_Problem requirements_. Copy the data exactly, line for line.

_Supplied material_.
☆ ☆ ☆ ☆
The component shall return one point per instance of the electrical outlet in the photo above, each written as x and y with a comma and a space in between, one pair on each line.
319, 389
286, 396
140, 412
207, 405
☆ ☆ ☆ ☆
_Your response_.
The component shall return one point per instance of the electrical outlet in the photo above, each written as x and y with a comma and a space in between, one pair on each line.
319, 389
286, 396
140, 412
207, 405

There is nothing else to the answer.